What to work on:
Count the lines in the entries below that contain the string "post", matching uppercase and lowercase exactly. Give only the resulting number.

Material shown:
========

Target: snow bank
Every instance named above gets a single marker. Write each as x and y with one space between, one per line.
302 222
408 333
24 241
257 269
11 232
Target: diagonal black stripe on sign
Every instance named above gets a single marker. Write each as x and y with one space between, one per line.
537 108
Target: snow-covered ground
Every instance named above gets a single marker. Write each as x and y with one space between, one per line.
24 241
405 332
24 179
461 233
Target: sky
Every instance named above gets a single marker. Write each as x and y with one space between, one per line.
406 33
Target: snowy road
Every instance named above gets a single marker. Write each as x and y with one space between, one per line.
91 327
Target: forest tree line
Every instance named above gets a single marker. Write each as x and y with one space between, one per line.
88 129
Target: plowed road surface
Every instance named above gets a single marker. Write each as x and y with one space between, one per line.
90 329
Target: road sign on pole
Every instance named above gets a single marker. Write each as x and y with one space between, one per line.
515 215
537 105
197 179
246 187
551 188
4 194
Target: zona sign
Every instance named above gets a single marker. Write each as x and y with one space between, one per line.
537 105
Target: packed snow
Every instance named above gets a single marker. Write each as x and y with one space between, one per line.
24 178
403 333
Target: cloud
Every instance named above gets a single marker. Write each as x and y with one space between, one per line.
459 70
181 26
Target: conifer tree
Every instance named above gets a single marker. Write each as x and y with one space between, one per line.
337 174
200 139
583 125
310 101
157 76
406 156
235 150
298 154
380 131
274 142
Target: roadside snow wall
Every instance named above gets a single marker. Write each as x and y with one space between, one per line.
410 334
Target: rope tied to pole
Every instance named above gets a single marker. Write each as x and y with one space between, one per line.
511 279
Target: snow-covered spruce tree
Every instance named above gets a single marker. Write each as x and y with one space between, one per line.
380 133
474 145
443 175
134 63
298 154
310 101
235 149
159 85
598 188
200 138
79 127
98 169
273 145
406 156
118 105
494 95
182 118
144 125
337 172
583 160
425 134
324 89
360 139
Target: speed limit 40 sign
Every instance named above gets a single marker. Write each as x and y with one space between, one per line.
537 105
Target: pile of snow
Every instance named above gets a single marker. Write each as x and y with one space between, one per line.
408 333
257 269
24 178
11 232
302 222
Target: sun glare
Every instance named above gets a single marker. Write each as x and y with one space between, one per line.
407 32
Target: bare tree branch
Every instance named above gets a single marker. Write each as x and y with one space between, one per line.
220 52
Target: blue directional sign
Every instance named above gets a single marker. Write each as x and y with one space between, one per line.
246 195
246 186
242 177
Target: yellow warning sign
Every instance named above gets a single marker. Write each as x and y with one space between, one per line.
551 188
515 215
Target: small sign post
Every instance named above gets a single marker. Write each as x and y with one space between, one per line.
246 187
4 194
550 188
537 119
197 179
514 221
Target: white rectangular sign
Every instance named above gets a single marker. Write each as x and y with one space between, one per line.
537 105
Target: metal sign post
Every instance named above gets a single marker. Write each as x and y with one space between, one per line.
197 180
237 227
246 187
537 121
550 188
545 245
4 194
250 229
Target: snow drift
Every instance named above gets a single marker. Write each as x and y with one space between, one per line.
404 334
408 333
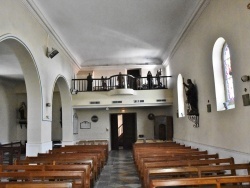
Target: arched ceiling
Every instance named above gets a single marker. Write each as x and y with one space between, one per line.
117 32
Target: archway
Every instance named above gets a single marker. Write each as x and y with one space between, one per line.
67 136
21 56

========

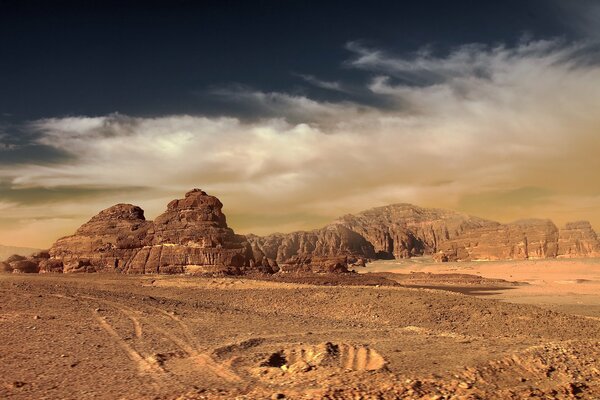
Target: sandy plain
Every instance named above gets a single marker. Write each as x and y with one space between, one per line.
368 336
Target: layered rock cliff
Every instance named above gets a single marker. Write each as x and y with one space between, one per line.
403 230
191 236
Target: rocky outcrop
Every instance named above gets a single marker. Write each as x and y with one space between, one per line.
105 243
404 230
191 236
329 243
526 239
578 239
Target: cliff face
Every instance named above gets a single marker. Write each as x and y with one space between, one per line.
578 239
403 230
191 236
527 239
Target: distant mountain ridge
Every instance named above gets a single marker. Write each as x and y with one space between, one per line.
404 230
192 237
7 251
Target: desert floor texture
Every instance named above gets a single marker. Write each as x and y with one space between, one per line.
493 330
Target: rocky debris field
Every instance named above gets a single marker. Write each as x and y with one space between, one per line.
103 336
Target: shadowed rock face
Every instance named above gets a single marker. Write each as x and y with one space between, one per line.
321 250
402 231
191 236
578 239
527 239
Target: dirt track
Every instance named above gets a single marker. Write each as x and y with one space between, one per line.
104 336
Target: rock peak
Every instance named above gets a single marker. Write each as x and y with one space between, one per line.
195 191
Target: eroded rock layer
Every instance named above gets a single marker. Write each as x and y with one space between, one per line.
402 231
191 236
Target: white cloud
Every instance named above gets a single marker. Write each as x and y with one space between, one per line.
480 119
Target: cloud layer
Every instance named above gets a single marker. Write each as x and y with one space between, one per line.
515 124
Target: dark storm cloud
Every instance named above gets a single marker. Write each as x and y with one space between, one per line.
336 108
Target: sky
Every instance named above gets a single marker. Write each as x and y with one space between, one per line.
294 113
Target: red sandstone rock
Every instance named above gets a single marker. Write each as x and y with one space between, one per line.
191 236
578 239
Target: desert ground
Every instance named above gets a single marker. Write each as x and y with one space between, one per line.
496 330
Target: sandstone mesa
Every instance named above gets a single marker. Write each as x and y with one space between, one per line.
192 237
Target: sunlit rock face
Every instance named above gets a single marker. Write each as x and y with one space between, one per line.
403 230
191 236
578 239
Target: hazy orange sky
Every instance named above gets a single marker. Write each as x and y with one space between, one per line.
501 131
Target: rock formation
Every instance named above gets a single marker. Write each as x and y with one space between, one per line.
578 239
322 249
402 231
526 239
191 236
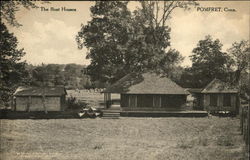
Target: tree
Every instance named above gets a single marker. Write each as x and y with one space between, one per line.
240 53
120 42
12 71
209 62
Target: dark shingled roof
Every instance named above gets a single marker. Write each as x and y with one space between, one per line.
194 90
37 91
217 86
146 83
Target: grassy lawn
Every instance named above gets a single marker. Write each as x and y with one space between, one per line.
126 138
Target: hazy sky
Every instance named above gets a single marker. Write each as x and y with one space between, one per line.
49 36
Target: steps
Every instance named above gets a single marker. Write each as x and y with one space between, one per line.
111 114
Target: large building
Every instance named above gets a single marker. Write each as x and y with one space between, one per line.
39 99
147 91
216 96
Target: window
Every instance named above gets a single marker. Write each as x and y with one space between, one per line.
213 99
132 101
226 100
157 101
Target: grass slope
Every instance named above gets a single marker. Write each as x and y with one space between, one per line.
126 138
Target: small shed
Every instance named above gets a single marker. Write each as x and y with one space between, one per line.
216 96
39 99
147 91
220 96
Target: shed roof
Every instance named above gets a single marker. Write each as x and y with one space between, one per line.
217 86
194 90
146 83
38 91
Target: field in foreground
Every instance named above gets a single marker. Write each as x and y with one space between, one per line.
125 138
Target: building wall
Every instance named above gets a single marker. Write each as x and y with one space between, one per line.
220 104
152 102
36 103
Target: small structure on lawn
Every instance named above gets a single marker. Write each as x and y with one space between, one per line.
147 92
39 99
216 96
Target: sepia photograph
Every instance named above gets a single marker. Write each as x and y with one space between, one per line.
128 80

========

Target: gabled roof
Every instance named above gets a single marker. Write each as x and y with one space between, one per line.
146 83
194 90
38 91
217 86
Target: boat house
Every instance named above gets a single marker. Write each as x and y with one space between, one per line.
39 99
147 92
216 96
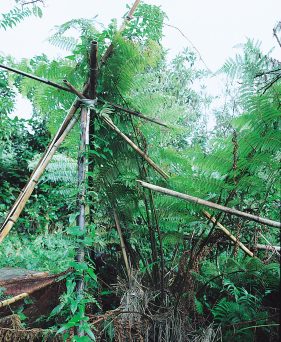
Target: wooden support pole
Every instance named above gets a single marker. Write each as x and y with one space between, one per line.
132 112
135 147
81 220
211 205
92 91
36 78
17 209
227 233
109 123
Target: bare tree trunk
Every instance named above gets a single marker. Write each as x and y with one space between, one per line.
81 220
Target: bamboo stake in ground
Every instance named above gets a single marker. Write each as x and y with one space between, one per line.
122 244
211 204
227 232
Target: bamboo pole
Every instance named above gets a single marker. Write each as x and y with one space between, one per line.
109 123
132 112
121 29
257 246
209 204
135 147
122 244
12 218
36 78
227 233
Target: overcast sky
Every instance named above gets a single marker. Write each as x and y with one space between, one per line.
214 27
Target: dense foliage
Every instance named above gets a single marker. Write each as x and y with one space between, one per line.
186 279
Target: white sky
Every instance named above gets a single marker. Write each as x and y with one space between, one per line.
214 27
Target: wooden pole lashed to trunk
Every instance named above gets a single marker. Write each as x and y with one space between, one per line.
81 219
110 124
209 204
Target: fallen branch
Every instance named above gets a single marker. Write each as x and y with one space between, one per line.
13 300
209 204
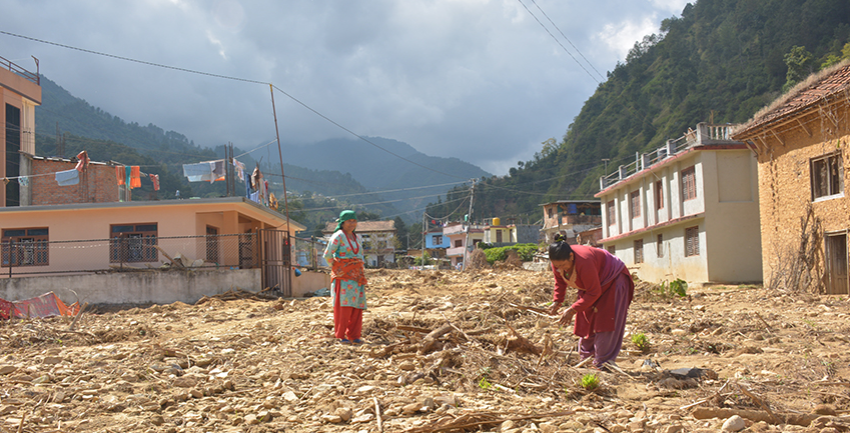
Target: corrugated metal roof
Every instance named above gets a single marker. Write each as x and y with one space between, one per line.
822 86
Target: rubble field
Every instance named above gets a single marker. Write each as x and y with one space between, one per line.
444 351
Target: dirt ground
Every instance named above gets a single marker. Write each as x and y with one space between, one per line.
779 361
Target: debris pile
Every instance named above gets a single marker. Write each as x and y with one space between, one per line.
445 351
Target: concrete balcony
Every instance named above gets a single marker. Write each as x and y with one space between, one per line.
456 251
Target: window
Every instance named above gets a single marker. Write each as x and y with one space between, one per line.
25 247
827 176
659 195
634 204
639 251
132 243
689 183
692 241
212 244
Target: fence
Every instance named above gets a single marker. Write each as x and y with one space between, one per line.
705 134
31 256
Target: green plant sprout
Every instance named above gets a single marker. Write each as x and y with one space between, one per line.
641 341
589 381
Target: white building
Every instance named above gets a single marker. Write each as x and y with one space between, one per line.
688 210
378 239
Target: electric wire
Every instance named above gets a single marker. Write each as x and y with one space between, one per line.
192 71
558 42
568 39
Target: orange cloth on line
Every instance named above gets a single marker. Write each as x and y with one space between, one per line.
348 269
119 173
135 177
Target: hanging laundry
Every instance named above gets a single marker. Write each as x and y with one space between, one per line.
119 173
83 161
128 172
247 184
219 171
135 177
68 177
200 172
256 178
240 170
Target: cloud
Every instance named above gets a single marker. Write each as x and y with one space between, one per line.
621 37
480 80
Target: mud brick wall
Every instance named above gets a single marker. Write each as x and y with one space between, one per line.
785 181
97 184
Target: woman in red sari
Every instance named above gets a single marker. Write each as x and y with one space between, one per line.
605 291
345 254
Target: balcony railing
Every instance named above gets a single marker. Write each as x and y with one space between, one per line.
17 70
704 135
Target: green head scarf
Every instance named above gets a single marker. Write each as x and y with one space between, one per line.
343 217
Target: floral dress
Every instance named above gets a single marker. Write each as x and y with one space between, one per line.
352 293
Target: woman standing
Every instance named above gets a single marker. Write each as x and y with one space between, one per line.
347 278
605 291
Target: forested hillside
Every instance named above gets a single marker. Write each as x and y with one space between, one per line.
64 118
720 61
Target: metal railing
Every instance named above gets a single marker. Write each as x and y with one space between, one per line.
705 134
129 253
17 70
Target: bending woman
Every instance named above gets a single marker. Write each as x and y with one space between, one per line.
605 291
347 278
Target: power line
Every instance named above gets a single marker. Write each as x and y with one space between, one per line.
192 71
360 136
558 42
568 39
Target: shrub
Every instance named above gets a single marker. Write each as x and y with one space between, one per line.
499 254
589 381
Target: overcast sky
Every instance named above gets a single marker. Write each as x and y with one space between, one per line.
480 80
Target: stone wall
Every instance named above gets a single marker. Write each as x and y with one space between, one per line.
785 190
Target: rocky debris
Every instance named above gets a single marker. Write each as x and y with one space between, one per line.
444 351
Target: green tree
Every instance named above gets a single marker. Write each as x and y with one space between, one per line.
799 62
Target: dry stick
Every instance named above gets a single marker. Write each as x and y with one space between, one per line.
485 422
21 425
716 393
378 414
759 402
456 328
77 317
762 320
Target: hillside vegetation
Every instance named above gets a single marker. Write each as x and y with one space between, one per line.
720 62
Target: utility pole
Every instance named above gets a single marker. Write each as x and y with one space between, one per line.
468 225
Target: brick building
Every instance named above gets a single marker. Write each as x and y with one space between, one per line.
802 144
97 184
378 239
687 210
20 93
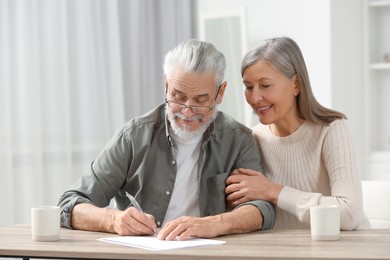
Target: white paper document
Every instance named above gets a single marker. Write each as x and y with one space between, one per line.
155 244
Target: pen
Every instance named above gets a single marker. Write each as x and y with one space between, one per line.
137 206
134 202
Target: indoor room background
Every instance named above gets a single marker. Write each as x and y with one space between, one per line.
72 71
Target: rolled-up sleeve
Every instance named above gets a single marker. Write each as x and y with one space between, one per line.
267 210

========

Complete answer:
2